**Verilen Görev 1**
Verilen metni iki cümleyle özetleyin.
**Verilen Görev 2**
Verilen metinde "Şimdi, güçlendirme ve" sözcüklerinden başlayıp aşağıya doğru "olduğunu anlamak gerekir." sözcüklerine kadar uzanan bölümün tamamını harfi harfine yeniden yazın.
**Verilen Görev 3**
Verilen metne göre aşağıdaki soruları yanıtlayın.
(a) Sosyal dışlanmaya geçilmeden önce hangi kavramlar incelenmiştir?
(b) Şehir neye benzetilebilir?
(c) Uç sosyal gruplara örnek olarak hangi iki grup gösterilir?

##### Verilen Metin #####

Şimdi, güçlendirme ve ihtiyaç değerlendirmesi kavramlarını incelediğimize göre, dikkatimizi sosyal dışlanma konusuna odaklayacağız, çünkü dışlanma riski altındaki insanları desteklemeyi amaçlayan projeler tasarlamak ve uygulamak için bu insanların nelerle karşı karşıya olduğunu anlamak gerekir.
Şehir, hem sosyal hem de mekânsal boyutları olan bir yerdir. Bir arenaya ya da aktörlerin gündelik hayattaki rollerini oynadıkları bir tiyatro sahnesine benzetilebilir. Büyük kent merkezlerinde insanların her türlü çeşitliliği ve farklılığıyla karşılaşırız. Uç sosyal gruplar arasındaki her türlü mesafeyi (örneğin, alt sınıfa ait olanlar ve seçkinlere ait olanlar) ve her türlü eşitsizliği (bir bireyin statüsüne, prestijine, geçmişine, dinine, mali kaynaklarına vb. dayalı olarak) görmek kolaydır. Kentlerdeki bu durum nihayetinde farklı grupları temsil eden sakinler arasında ayrışmaya yol açmaktadır. Çünkü benzer görüşlere sahip, benzer sosyoekonomik statüde olan ve benzer değerlere (mahremiyet, anonimlik ve güvenlik veya aile, komşuluk bağı ve işbirliği gibi) önem veren bireyler yakın bölgeleri işgal etmek isterken, diğer yandan tamamen farklı olan gruplardan izole edilmektedir. Bu nedenle, çağdaş kentsel alanlarda, hem yoksulların ve marjinalleştirilmişlerin hem de kendilerini toplumun geri kalanından ayıran zenginlerin ve ortaya çıkan yeni orta sınıfın yaşadığı gettolar oluşuyor
.

##### Kayıtlar #####

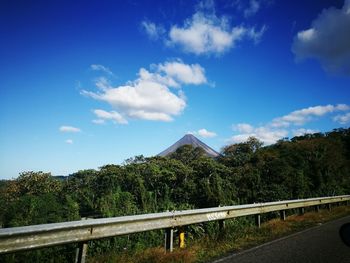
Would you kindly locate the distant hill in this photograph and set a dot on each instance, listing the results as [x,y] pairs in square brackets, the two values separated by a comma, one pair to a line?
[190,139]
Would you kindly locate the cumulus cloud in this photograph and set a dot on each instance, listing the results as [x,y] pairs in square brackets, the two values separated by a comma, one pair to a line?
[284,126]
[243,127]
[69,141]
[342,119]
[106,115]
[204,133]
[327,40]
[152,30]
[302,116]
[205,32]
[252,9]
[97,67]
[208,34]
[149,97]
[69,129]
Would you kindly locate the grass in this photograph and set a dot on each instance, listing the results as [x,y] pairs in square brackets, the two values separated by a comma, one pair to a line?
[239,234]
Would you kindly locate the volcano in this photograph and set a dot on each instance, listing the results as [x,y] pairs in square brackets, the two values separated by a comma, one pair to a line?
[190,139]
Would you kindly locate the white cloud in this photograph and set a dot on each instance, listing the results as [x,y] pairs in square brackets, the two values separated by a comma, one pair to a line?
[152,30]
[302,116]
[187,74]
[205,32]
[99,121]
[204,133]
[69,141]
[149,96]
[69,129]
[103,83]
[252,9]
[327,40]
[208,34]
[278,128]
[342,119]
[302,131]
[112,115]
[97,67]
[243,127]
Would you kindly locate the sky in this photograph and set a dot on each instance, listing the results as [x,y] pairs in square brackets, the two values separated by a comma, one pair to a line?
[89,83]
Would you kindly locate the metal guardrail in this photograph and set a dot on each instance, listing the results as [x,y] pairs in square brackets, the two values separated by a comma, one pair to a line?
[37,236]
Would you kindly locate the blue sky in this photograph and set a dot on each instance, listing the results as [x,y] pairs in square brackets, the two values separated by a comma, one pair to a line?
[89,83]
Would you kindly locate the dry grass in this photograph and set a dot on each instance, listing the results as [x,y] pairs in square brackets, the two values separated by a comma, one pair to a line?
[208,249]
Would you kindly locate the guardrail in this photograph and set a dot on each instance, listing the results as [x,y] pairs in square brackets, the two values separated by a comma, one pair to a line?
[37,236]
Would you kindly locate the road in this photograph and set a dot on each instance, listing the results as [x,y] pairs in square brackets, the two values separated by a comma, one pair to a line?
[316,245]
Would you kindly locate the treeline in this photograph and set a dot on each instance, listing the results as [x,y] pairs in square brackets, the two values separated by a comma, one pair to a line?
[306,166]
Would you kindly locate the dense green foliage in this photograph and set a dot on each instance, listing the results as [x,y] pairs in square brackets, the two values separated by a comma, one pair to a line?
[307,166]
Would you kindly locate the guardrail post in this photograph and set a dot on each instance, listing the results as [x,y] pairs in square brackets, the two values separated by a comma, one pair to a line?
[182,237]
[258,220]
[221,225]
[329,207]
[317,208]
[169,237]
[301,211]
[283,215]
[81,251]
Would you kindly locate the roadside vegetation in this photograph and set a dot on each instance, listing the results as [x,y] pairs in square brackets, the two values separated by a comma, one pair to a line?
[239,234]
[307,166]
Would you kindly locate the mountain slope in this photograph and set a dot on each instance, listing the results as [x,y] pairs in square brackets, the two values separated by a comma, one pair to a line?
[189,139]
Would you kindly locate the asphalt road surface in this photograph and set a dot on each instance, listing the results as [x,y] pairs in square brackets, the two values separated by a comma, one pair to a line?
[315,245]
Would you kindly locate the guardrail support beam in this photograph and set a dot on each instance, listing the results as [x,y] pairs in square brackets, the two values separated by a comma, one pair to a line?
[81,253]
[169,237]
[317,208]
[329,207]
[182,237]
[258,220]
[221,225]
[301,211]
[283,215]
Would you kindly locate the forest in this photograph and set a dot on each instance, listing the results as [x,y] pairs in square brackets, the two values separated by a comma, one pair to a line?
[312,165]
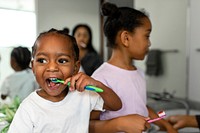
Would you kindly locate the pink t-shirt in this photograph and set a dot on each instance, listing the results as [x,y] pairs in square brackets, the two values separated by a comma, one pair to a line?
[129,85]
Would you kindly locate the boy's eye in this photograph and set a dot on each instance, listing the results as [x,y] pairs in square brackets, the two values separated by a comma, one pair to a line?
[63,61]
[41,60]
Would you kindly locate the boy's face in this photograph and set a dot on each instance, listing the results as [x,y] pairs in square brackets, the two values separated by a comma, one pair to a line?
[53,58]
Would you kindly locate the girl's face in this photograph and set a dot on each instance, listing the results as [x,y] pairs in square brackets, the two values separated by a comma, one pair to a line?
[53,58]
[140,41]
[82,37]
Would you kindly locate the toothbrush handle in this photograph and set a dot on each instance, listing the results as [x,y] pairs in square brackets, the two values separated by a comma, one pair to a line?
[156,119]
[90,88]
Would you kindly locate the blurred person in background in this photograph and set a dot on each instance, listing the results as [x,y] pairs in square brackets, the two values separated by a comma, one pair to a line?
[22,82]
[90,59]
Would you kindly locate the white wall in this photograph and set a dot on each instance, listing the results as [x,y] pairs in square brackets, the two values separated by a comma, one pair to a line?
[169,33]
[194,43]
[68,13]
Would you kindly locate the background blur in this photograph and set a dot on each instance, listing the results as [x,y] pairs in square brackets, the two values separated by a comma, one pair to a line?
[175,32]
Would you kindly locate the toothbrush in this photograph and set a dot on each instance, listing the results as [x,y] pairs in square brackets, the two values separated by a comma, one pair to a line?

#####

**Görev Çözümü 1**
Dışlanma riski altındaki insanları destekleyen projeler tasarlamak ve uygulamak için bu insanların nelerle karşı karşıya olduğunu anlamak gerektiğinden, metin dikkati sosyal dışlanmaya yöneltir. Sosyal ve mekânsal boyutları olan şehirde eşitsizlikler kolayca görülür; benzer bireylerin yakın bölgelerde toplanıp farklı gruplardan izole olması ayrışmaya ve hem yoksulların ve marjinalleştirilmişlerin hem de zenginlerin ve yeni orta sınıfın yaşadığı gettoların oluşmasına yol açar.

**Görev Çözümü 2**
Şimdi, güçlendirme ve ihtiyaç değerlendirmesi kavramlarını incelediğimize göre, dikkatimizi sosyal dışlanma konusuna odaklayacağız, çünkü dışlanma riski altındaki insanları desteklemeyi amaçlayan projeler tasarlamak ve uygulamak için bu insanların nelerle karşı karşıya olduğunu anlamak gerekir.

**Görev Çözümü 3**
(a) Güçlendirme ve ihtiyaç değerlendirmesi.
(b) Bir arenaya ya da aktörlerin gündelik hayattaki rollerini oynadıkları bir tiyatro sahnesine.
(c) Alt sınıfa ait olanlar ve seçkinlere ait olanlar.